• [REQUIRED TASK]
Locate each line in the items below that contains the word "surface", and copy every such line in full. Case counts.

#### STORED RECORDS ####

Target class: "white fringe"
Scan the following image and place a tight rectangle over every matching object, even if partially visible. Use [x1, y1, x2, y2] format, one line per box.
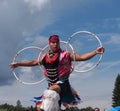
[41, 90, 60, 111]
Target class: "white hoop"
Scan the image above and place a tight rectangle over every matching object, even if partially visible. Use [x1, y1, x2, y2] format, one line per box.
[67, 31, 102, 72]
[12, 46, 45, 85]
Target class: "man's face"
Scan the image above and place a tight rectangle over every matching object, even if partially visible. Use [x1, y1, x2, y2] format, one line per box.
[95, 108, 100, 111]
[49, 42, 60, 52]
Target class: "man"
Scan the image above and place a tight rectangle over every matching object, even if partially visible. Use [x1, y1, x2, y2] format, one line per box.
[94, 108, 100, 111]
[10, 35, 104, 110]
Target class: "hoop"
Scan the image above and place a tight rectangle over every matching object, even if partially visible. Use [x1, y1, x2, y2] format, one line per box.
[12, 46, 45, 85]
[67, 31, 102, 72]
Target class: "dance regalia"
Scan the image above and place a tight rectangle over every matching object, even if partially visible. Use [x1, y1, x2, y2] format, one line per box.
[31, 50, 80, 106]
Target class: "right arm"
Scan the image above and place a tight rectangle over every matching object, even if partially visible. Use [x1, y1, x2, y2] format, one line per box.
[10, 59, 41, 69]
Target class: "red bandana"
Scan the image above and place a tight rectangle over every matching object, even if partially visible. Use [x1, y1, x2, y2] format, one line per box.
[49, 35, 59, 42]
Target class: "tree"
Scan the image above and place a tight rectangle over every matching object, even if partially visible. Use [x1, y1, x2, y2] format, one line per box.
[112, 74, 120, 107]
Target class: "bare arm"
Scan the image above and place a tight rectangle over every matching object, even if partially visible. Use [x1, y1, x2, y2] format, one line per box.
[70, 47, 104, 61]
[10, 59, 41, 69]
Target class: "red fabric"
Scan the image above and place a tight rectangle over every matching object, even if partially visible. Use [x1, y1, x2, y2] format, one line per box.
[49, 35, 59, 42]
[46, 51, 60, 64]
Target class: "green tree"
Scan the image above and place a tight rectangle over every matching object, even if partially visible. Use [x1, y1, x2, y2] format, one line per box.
[112, 74, 120, 107]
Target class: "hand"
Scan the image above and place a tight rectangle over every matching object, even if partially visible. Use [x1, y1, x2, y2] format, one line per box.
[95, 47, 105, 54]
[9, 62, 18, 69]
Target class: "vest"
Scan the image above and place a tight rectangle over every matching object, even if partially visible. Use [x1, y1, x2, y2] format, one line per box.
[41, 50, 72, 84]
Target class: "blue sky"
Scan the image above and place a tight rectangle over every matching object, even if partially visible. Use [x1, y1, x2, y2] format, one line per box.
[0, 0, 120, 109]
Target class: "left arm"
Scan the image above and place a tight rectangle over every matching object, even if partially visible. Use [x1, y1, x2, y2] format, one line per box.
[70, 47, 104, 61]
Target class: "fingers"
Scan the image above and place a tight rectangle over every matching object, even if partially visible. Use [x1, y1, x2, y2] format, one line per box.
[9, 63, 17, 69]
[96, 47, 105, 54]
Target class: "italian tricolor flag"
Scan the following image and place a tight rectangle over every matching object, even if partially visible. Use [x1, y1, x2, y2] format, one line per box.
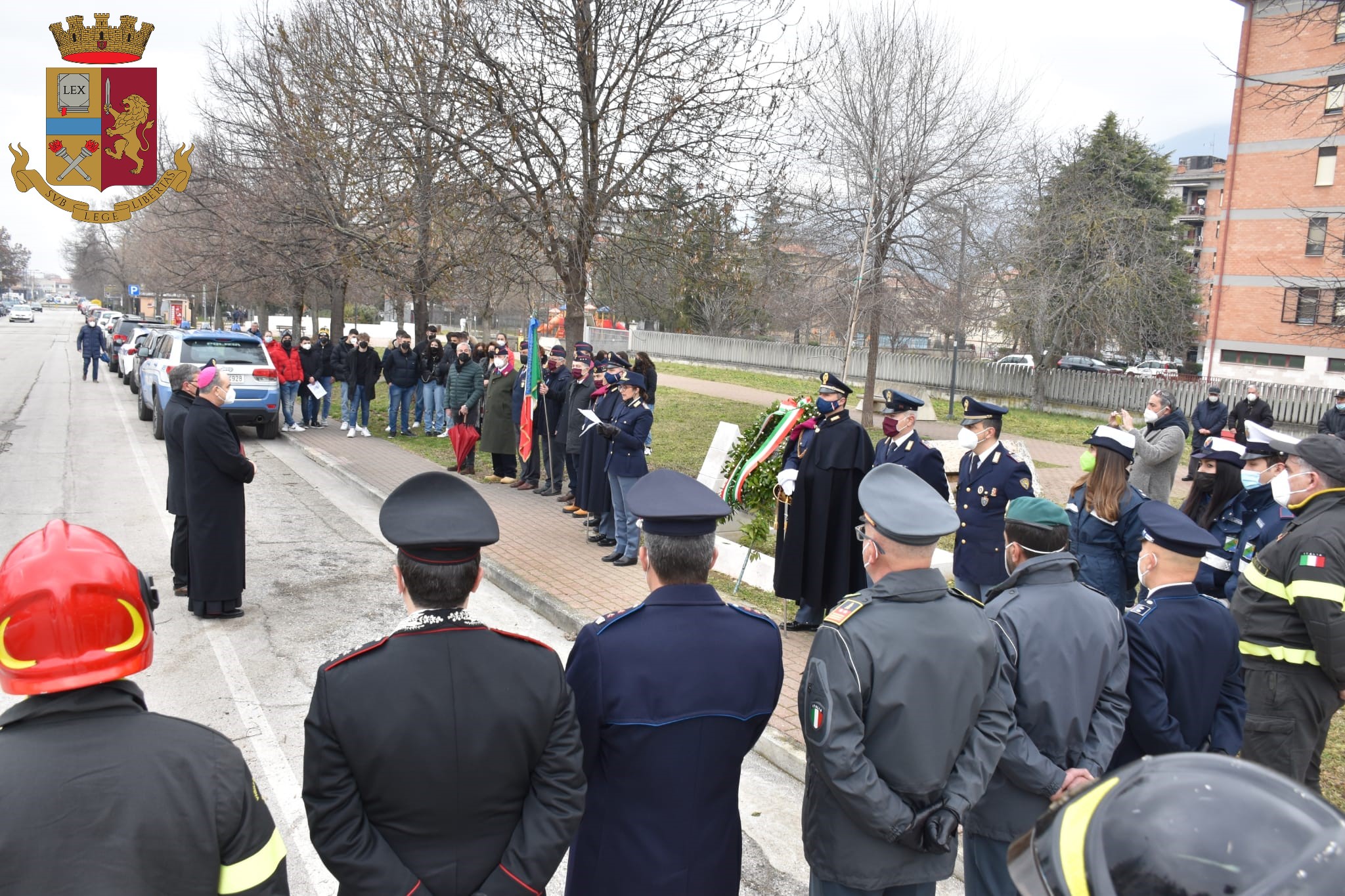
[518, 317, 542, 461]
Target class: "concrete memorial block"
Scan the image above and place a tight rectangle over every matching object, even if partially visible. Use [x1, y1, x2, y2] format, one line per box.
[695, 421, 742, 494]
[925, 439, 1041, 507]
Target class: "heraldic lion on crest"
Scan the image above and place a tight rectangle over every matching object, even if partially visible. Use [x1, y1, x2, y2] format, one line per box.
[105, 93, 155, 175]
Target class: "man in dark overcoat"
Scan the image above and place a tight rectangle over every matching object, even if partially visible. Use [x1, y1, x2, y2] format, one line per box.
[183, 367, 257, 619]
[164, 364, 200, 597]
[775, 373, 873, 631]
[565, 470, 784, 896]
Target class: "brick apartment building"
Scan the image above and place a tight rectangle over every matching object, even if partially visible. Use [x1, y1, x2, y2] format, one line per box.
[1205, 0, 1345, 387]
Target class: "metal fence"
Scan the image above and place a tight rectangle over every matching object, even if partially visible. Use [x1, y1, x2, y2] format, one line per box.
[586, 326, 1336, 427]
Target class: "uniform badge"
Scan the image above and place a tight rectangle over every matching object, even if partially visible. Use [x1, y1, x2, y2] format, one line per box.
[823, 601, 864, 625]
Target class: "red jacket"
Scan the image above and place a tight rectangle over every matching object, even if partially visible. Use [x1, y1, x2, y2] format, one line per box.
[267, 341, 304, 383]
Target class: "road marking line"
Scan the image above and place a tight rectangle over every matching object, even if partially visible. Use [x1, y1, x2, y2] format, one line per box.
[112, 396, 336, 892]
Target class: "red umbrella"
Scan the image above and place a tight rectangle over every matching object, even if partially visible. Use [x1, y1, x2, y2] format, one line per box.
[448, 423, 481, 473]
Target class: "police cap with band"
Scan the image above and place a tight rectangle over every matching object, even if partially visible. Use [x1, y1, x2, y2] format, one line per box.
[860, 463, 958, 545]
[625, 469, 730, 538]
[1139, 501, 1222, 557]
[878, 389, 924, 414]
[818, 373, 854, 395]
[1084, 426, 1136, 461]
[961, 395, 1009, 426]
[378, 470, 500, 566]
[1192, 435, 1246, 467]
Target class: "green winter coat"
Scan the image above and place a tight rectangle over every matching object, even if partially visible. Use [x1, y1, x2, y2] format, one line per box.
[476, 370, 518, 454]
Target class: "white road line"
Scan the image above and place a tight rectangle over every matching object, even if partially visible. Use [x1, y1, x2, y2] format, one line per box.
[112, 396, 336, 892]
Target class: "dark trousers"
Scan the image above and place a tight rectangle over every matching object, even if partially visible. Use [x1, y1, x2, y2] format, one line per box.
[961, 834, 1018, 896]
[168, 513, 190, 588]
[491, 452, 518, 480]
[808, 874, 939, 896]
[565, 452, 580, 494]
[1241, 662, 1341, 792]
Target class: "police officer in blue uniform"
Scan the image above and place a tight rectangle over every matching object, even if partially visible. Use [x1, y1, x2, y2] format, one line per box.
[597, 371, 653, 567]
[873, 389, 948, 501]
[565, 470, 784, 896]
[1111, 501, 1246, 769]
[952, 395, 1032, 601]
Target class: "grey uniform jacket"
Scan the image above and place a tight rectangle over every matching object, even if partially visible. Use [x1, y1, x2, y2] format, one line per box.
[963, 553, 1130, 841]
[799, 570, 1011, 889]
[1130, 426, 1186, 502]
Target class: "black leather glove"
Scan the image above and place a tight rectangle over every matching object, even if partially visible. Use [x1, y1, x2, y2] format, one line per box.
[897, 803, 943, 851]
[924, 805, 961, 855]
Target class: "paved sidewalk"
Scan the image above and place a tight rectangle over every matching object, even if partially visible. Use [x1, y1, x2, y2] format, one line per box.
[290, 422, 812, 752]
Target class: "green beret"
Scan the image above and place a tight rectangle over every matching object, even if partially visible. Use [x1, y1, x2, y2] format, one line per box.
[1005, 497, 1069, 526]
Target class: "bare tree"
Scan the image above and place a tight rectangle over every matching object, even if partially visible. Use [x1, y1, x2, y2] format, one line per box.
[811, 1, 1025, 426]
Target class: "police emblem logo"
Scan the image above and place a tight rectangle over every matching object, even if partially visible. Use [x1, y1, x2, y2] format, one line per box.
[9, 12, 194, 224]
[823, 601, 864, 625]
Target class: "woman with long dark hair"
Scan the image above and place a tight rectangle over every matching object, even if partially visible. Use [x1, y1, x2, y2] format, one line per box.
[1181, 438, 1246, 598]
[632, 352, 659, 454]
[1065, 426, 1147, 610]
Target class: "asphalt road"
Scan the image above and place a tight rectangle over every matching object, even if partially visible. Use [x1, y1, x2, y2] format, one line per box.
[0, 309, 839, 896]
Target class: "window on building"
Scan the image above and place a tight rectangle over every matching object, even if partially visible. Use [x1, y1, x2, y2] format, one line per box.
[1326, 75, 1345, 116]
[1304, 218, 1326, 255]
[1315, 146, 1336, 186]
[1218, 348, 1304, 371]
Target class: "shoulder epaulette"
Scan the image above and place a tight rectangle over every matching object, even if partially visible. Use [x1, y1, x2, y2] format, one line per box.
[593, 603, 644, 634]
[323, 637, 387, 672]
[823, 592, 869, 626]
[491, 629, 556, 653]
[948, 584, 986, 607]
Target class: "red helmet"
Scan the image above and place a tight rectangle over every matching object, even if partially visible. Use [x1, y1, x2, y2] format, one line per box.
[0, 520, 159, 694]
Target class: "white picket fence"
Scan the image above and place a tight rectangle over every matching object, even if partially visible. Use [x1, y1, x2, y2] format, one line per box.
[586, 326, 1336, 427]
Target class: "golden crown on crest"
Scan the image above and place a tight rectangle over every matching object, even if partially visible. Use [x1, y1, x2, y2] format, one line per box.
[51, 12, 155, 64]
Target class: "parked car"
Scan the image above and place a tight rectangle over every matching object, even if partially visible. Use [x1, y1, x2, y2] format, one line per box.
[1056, 354, 1120, 373]
[117, 321, 172, 395]
[108, 317, 163, 375]
[136, 328, 280, 439]
[1126, 360, 1181, 377]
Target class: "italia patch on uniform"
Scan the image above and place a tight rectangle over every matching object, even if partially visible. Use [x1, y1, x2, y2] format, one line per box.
[823, 601, 864, 625]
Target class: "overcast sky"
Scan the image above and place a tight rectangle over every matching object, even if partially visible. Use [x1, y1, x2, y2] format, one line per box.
[0, 0, 1241, 272]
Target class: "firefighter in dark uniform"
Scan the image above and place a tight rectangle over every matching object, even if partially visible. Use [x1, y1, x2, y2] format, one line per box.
[565, 470, 784, 896]
[1009, 752, 1345, 896]
[0, 520, 289, 896]
[952, 395, 1033, 601]
[799, 463, 1011, 896]
[873, 389, 948, 501]
[775, 373, 873, 631]
[1232, 435, 1345, 791]
[304, 473, 584, 896]
[1111, 501, 1246, 769]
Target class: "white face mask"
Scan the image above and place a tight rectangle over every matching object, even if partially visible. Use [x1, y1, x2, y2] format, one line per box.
[1269, 470, 1308, 508]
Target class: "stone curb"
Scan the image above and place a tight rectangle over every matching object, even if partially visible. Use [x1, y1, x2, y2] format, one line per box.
[290, 440, 806, 782]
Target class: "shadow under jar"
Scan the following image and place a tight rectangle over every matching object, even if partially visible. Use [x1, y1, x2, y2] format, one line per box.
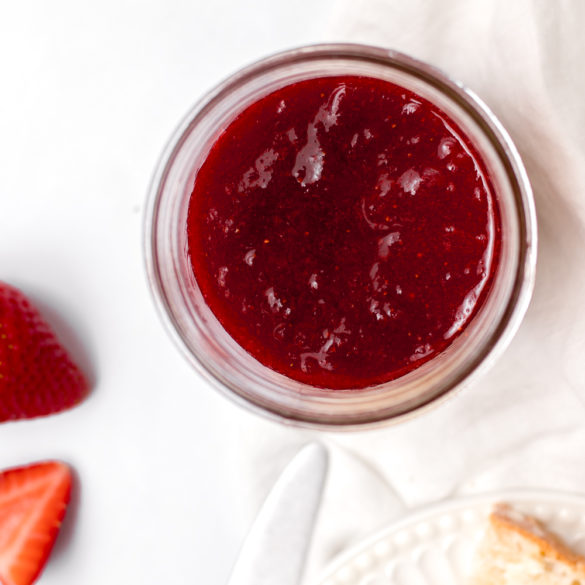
[145, 45, 536, 429]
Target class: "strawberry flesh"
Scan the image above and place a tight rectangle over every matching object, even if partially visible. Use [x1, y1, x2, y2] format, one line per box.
[0, 461, 71, 585]
[0, 282, 88, 422]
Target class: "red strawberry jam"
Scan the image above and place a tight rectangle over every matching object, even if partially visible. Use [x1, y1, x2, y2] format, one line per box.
[187, 76, 500, 389]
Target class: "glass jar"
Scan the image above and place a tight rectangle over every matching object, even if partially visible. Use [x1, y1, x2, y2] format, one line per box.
[144, 44, 536, 429]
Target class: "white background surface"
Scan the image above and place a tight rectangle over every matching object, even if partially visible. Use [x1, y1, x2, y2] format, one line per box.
[0, 0, 585, 585]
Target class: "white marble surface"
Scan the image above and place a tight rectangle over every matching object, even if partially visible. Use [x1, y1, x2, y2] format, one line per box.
[0, 0, 585, 585]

####

• [COMPLETE RESPONSE]
Target class: "white background surface"
Target class: "white marble surface"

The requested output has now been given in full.